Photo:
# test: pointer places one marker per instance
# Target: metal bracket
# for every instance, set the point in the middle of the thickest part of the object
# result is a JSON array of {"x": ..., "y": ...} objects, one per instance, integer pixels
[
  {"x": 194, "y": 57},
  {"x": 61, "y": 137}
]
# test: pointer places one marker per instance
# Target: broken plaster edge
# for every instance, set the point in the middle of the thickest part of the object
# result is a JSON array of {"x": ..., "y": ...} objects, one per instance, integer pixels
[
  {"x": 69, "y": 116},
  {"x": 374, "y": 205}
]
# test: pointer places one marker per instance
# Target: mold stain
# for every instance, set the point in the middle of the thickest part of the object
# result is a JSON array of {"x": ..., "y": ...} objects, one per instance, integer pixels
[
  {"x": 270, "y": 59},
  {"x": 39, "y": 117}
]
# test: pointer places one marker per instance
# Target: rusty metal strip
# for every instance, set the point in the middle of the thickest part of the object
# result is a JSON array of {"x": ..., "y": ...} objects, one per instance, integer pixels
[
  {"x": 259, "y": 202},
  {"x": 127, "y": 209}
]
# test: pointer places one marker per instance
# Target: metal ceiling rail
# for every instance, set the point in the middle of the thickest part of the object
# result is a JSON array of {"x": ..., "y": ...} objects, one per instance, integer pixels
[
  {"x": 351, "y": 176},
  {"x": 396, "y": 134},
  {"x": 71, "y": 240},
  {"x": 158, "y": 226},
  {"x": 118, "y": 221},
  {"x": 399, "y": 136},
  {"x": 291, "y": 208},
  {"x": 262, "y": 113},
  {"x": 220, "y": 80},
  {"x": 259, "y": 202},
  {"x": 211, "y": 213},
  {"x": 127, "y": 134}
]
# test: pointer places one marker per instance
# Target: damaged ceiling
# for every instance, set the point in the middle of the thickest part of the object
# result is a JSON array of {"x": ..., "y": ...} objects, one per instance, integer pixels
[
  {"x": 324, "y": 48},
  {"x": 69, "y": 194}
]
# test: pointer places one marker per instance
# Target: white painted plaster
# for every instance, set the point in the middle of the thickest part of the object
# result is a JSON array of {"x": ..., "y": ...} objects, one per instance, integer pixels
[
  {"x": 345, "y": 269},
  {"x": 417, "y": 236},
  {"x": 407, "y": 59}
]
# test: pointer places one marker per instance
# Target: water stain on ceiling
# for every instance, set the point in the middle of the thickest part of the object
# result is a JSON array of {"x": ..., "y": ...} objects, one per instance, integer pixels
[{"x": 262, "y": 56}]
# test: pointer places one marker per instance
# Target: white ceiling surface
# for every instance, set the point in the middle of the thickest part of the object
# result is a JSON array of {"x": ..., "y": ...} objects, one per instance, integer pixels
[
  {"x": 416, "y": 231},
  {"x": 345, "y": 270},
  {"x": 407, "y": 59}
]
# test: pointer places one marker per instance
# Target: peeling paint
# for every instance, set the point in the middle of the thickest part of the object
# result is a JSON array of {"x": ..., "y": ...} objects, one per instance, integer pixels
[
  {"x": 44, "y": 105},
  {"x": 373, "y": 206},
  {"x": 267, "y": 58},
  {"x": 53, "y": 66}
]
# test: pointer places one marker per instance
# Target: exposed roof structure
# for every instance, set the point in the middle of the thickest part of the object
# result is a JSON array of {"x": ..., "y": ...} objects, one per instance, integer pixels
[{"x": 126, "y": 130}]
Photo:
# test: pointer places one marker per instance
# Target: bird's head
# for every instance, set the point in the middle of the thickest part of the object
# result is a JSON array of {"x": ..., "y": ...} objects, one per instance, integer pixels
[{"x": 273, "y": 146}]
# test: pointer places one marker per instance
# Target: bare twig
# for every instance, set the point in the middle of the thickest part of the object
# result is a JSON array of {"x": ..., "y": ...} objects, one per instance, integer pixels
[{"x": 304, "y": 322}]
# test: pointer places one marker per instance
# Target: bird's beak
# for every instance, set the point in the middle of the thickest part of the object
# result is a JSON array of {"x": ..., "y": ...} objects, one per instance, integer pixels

□ □ □ □ □ □ □

### Exercise requirements
Would you please repeat the entire listing, line for line?

### Task response
Photo:
# test: pointer places one marker per instance
# Target: metal bracket
# for every instance, set the point in the middle of the thickest part of the object
# result is a JSON array of {"x": ..., "y": ...} objects, one per instance, integer pixels
[
  {"x": 194, "y": 57},
  {"x": 61, "y": 137}
]
# test: pointer places one marker per instance
# Target: broken plaster edge
# for every instance, set the point in the middle of the thickest part of the object
# result is a JSON array of {"x": ..., "y": ...} objects, one per instance, integer pixels
[
  {"x": 69, "y": 116},
  {"x": 374, "y": 205}
]
# test: pointer places one marker per instance
# Target: mold stain
# for every instance, set the point in the middle of the thickest part of the object
# result is a JSON array of {"x": ..., "y": ...} objects, one per instance, integer pixels
[
  {"x": 270, "y": 59},
  {"x": 39, "y": 117}
]
# test: pointer places one marker per instance
# Target: rusty metal strip
# for every instance, set the point in the middle of the thickest part of the object
# result is a JSON array of {"x": ..., "y": ...} objects, one per instance, integer pixels
[
  {"x": 259, "y": 202},
  {"x": 127, "y": 209}
]
# test: pointer places one marker per instance
# Target: metal ceiling rail
# for every instance, set the point in the middle of the thickest part of the object
# result is a JSON array of {"x": ..., "y": ...} objects, one per instance, integer pixels
[
  {"x": 351, "y": 176},
  {"x": 396, "y": 134},
  {"x": 71, "y": 240},
  {"x": 158, "y": 226},
  {"x": 118, "y": 221},
  {"x": 399, "y": 136},
  {"x": 291, "y": 208},
  {"x": 262, "y": 113},
  {"x": 220, "y": 80},
  {"x": 259, "y": 202},
  {"x": 211, "y": 213},
  {"x": 127, "y": 134}
]
# test: pointer places one marker per instance
# Target: damaged ceiling
# for every instance, set the point in the middle of the thickest part of the object
# result is a JSON array of {"x": ..., "y": ...} objects, one per instance, integer pixels
[
  {"x": 324, "y": 48},
  {"x": 69, "y": 194}
]
# test: pointer places one marker per instance
# Target: white painted plaster
# for every instance, set the point in the middle of the thickest part of the object
# result is a JSON array of {"x": ..., "y": ...} objects, one per instance, integer pixels
[
  {"x": 345, "y": 269},
  {"x": 417, "y": 236},
  {"x": 407, "y": 59}
]
# test: pointer places one marker per instance
# Target: water stain on ceiling
# for every instance, set the point in the middle of the thickest part of the object
# result is a JSON array of {"x": ..., "y": ...} objects, one per instance, integer pixels
[{"x": 262, "y": 56}]
# test: pointer places one marker per instance
# Target: white ceiling surface
# for every instance, set the point in the middle of the thickest part of the object
# result is a JSON array of {"x": ..., "y": ...} objects, one per instance, integer pixels
[
  {"x": 416, "y": 231},
  {"x": 345, "y": 270},
  {"x": 407, "y": 59}
]
# test: pointer places one marker per instance
# Target: peeling paint
# for every instance, set the point in the middle of the thickest part of the object
# result is a JSON array of {"x": ..., "y": ...} objects, one per instance, integer pixels
[
  {"x": 44, "y": 105},
  {"x": 373, "y": 206},
  {"x": 267, "y": 58},
  {"x": 53, "y": 66}
]
# test: pointer places one marker per instance
# Target: exposed roof structure
# for every instance, set the point in the middle of the thickest part of the object
# result is a JSON array of {"x": ..., "y": ...} objects, one per instance, integer pixels
[{"x": 126, "y": 130}]
Photo:
# test: pointer places one marker per instance
# Target: bird's head
# for every instance, set the point in the middle of the thickest part of the object
# result is a JSON array of {"x": ..., "y": ...} objects, one per instance, integer pixels
[{"x": 273, "y": 146}]
# test: pointer places one marker per instance
# Target: bare twig
# for every instance, set the point in the middle of the thickest part of the object
# result is a JSON array of {"x": ..., "y": ...} objects, one per instance, integer pixels
[{"x": 304, "y": 322}]
# test: pointer places one marker per instance
# Target: bird's beak
# for every instance, set the point in the middle of the thickest part of the object
# result is a JSON array of {"x": ..., "y": ...} objects, one per instance, integer pixels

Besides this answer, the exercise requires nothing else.